__Job__
Return the material word for word. Do not include the pictures.

------------------------------

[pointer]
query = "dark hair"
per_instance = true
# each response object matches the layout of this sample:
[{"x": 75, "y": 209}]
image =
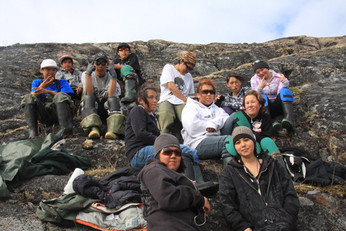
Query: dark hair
[
  {"x": 205, "y": 82},
  {"x": 239, "y": 77},
  {"x": 142, "y": 92},
  {"x": 124, "y": 45},
  {"x": 258, "y": 96}
]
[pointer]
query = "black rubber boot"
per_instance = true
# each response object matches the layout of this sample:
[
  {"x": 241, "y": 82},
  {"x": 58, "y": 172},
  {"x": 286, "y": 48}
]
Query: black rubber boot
[
  {"x": 194, "y": 173},
  {"x": 288, "y": 121},
  {"x": 130, "y": 91},
  {"x": 31, "y": 120},
  {"x": 65, "y": 118}
]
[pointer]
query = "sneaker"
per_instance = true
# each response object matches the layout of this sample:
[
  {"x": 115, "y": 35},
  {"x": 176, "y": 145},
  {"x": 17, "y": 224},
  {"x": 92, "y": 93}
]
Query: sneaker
[
  {"x": 285, "y": 123},
  {"x": 276, "y": 126}
]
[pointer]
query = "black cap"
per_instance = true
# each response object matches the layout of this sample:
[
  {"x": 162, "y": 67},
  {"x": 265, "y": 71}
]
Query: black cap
[
  {"x": 259, "y": 64},
  {"x": 123, "y": 45}
]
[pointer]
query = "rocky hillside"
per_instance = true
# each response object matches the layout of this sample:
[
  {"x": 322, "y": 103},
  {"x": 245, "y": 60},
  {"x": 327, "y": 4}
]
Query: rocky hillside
[{"x": 314, "y": 66}]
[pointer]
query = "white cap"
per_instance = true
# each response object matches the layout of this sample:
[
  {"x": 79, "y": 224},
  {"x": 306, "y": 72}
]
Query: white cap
[{"x": 48, "y": 63}]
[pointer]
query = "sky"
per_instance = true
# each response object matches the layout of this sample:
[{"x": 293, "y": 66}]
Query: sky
[{"x": 183, "y": 21}]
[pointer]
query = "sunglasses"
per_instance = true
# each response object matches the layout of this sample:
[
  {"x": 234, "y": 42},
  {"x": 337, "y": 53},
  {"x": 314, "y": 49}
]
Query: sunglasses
[
  {"x": 123, "y": 49},
  {"x": 169, "y": 152},
  {"x": 187, "y": 66},
  {"x": 206, "y": 92},
  {"x": 100, "y": 63}
]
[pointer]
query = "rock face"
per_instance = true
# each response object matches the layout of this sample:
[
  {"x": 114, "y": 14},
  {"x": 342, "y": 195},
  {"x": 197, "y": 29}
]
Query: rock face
[{"x": 314, "y": 66}]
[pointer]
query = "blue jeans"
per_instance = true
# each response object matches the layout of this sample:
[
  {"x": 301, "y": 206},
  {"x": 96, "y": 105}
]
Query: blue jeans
[{"x": 141, "y": 156}]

------------------------------

__Result for this task__
[pointer]
query = "dark hair"
per_instance = true
# each response object matches the layout of this sample:
[{"x": 75, "y": 209}]
image =
Query: dark hair
[
  {"x": 205, "y": 82},
  {"x": 239, "y": 77},
  {"x": 142, "y": 92},
  {"x": 124, "y": 45},
  {"x": 258, "y": 96}
]
[pointer]
query = "black rubber boot"
per_instance = true
# each response object matches the layout of this sample:
[
  {"x": 241, "y": 82},
  {"x": 58, "y": 172},
  {"x": 286, "y": 48}
]
Query: black rubber boot
[
  {"x": 194, "y": 173},
  {"x": 288, "y": 121},
  {"x": 130, "y": 91},
  {"x": 31, "y": 120},
  {"x": 65, "y": 118}
]
[pointer]
query = "sneaker"
per_instance = true
# each response object matches the layout of this sample:
[
  {"x": 115, "y": 35},
  {"x": 176, "y": 145},
  {"x": 17, "y": 224},
  {"x": 92, "y": 93}
]
Query: sneaker
[
  {"x": 285, "y": 123},
  {"x": 276, "y": 126}
]
[pointer]
query = "black cap"
per_instance = true
# each response object matches the layout of this sample:
[
  {"x": 162, "y": 67},
  {"x": 265, "y": 71}
]
Query: black cap
[
  {"x": 259, "y": 64},
  {"x": 123, "y": 45}
]
[pointer]
query = "rocky hillside"
per_instance = true
# each response object matches the layout of this sample:
[
  {"x": 322, "y": 103},
  {"x": 245, "y": 60},
  {"x": 327, "y": 4}
]
Query: rocky hillside
[{"x": 314, "y": 66}]
[pointer]
query = "white cap"
per_instance = true
# each response object matches the layout of this sample:
[
  {"x": 79, "y": 224},
  {"x": 306, "y": 72}
]
Query: white cap
[{"x": 48, "y": 63}]
[pointer]
query = "sky"
per_instance = true
# each response object matches the layout of this sample:
[{"x": 293, "y": 66}]
Query: sky
[{"x": 183, "y": 21}]
[pointer]
query = "sunglasses"
per_instance = true
# each response object matches the layout of this sample:
[
  {"x": 234, "y": 42},
  {"x": 337, "y": 53},
  {"x": 314, "y": 49}
]
Query: sunglasses
[
  {"x": 123, "y": 49},
  {"x": 169, "y": 152},
  {"x": 187, "y": 66},
  {"x": 206, "y": 92},
  {"x": 100, "y": 63}
]
[pointer]
query = "rock face"
per_instance = true
# each response object matches the layout of this sample:
[
  {"x": 114, "y": 14},
  {"x": 342, "y": 195},
  {"x": 197, "y": 29}
]
Query: rock face
[{"x": 314, "y": 66}]
[pointer]
query = "blue jeans"
per_instance = true
# each response object matches the layout of this sample:
[
  {"x": 301, "y": 206},
  {"x": 96, "y": 105}
]
Query: blue jeans
[{"x": 141, "y": 156}]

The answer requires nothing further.